Amanah, Motivasi, dan Perubahan



Sering sekali kita sebagai mentor (atau apalah sebutannya) menghadapi kader (atau orang yang kita inginkan menjadi kader) mendengar alasan klasik sebagai interpretasi perasaan minder mereka untuk mengemban amanah.
“Maaf, Mas. Sepertinya saya belum layak...”
“Wah... Sholat saya saja belum bisa tepat waktu...”
“... Saya saja masih banyak berbuat dosa...”
Serta masih banyak lagi model kalimat minder yang dilontarkan kala kita hendak memberikan mereka amanah sebagai agen dakwah, misalnya menjadi mentor. Mungkin tak semuanya sekedar alasan untuk menolak amanah itu. Bisa jadi mereka memang memiliki kesadaran akan dakwah, dilihat dari antusiasme dan keistiqomahannya dalam meningkatkan dan menjaga ibadah amaliyah serta kegiatan dakwah lainnya. Mungkin mereka memang benar-benar tertarik untuk belajar. Tapi kerendahan hati yang tinggi memiliki pengaruh yang signifikan dalam menerima suatu amanah. Kerendahan hati itu yang membuat keistiqomahan qiyamul lail, ketepatan waktu shalat, atau ketartilan tilawah mereka bukanlah apa-apa bila dibanding Mas mentor yang mengajaknya ini. Dimana pada realitanya tidak selalu Mas mentor ini lebih baik dan menjadi acuan untuk mencapai syarat seorang mentor.
Ya, intinya rendah hati yang berubah minder. Itu tidak baik tentunya. Tapi itu belum seberapa. Di lain sisi mungkin mereka memiliki kekurangan yang menjadi penghambat (walau tidak signifikan) bagi mereka untuk menjadi mentor. Sebuah gambaran umum yang menyatakan bahwa kebaikan harus dimulai dari diri sendiri justru menjadi belenggu bagi mereka untuk berbuat baik sebelum benar-benar menjadi baik.
Lagi-lagi ini tidak baik.
Adakalanya kebaikan itu digerakkan dalam dua arah. Diri sendiri dan orang lain. Justru dengan demikian akan didapatkan sebuah motivasi lebih untuk berubah. Dalam kasus ini, kita ambil contoh menjadi mentor.
Secara umum kita sering terlalu sempit memberi gambaran kebaikan seorang mentor. Mungkin kita hanya berfikir dengan menjadi seorang mentor kita bisa mengajak orang lain berbuat kebaikan, menambah relasi, menambah pengalaman, mengisi waktu luang dengan kegiatan positif, bermanfaat bagi orang lain, dan lain sebagainya.

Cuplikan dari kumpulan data
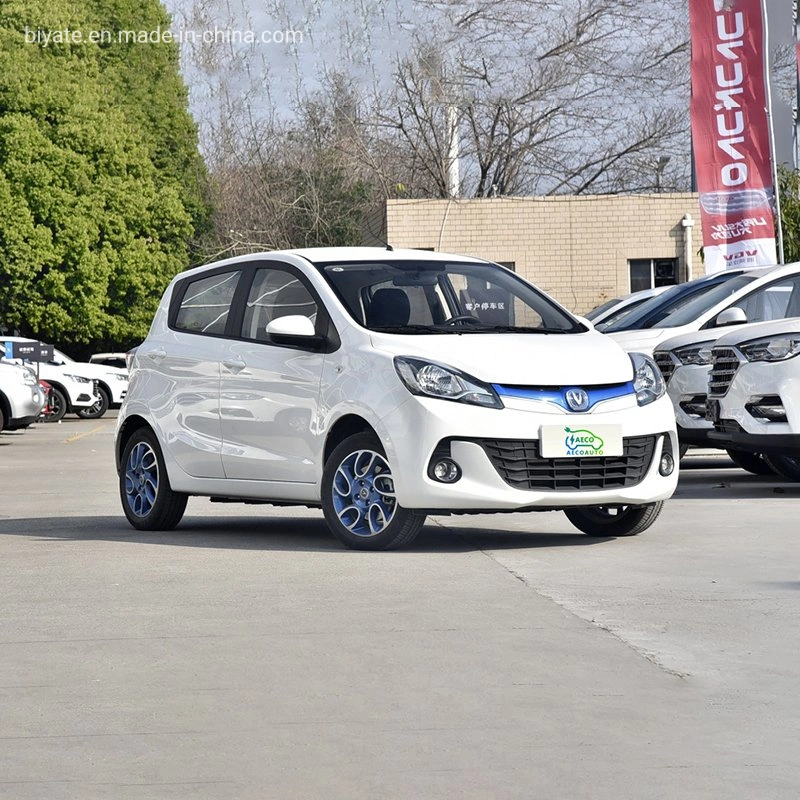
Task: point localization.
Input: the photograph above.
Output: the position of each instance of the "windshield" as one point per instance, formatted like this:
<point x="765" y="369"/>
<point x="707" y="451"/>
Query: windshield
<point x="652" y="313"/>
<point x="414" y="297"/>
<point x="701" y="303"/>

==

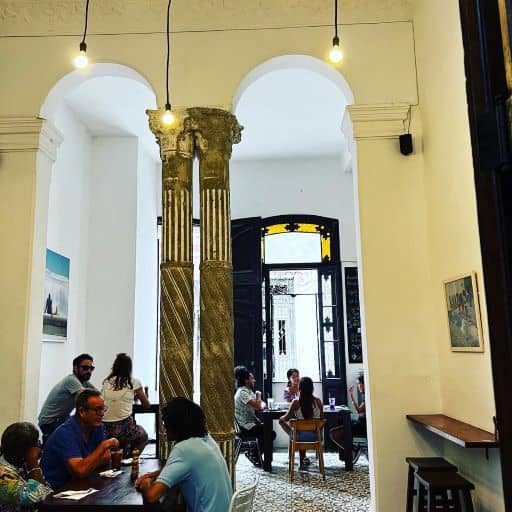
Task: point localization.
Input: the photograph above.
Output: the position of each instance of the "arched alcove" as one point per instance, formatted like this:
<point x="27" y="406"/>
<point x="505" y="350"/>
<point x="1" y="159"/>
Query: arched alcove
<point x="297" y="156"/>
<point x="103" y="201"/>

--

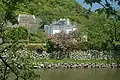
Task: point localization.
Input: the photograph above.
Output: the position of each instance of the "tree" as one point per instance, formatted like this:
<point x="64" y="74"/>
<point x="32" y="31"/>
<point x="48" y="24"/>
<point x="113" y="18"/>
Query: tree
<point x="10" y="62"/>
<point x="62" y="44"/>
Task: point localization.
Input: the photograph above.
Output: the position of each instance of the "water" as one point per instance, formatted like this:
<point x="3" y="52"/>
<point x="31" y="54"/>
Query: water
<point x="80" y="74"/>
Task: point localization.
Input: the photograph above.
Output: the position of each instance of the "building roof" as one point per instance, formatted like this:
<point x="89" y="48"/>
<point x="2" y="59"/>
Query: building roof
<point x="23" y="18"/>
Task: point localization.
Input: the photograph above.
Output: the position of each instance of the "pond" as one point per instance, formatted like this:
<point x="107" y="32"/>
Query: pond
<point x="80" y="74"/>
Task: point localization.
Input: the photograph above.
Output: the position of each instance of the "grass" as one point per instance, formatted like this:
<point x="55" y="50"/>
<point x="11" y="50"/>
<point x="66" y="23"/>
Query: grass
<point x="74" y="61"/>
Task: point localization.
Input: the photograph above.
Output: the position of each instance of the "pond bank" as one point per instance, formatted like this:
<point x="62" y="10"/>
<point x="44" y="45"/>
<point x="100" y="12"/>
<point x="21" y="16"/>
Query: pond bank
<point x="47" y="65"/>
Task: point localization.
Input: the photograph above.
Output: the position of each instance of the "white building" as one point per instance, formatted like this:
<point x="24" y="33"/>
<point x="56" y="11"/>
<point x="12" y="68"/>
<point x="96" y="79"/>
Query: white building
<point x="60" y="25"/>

# TUGAS YANG DIMINTA
1) Sebutkan semua kebaikan menjadi seorang mentor yang, menurut teks tentang amanah dan mentor, mungkin hanya terpikir oleh kita.
2) Laporkan jumlah baris data yang memuat string "bank".

# JAWABAN BENAR
1)
- Mengajak orang lain berbuat kebaikan
- Menambah relasi
- Menambah pengalaman
- Mengisi waktu luang dengan kegiatan positif
- Bermanfaat bagi orang lain

2) 2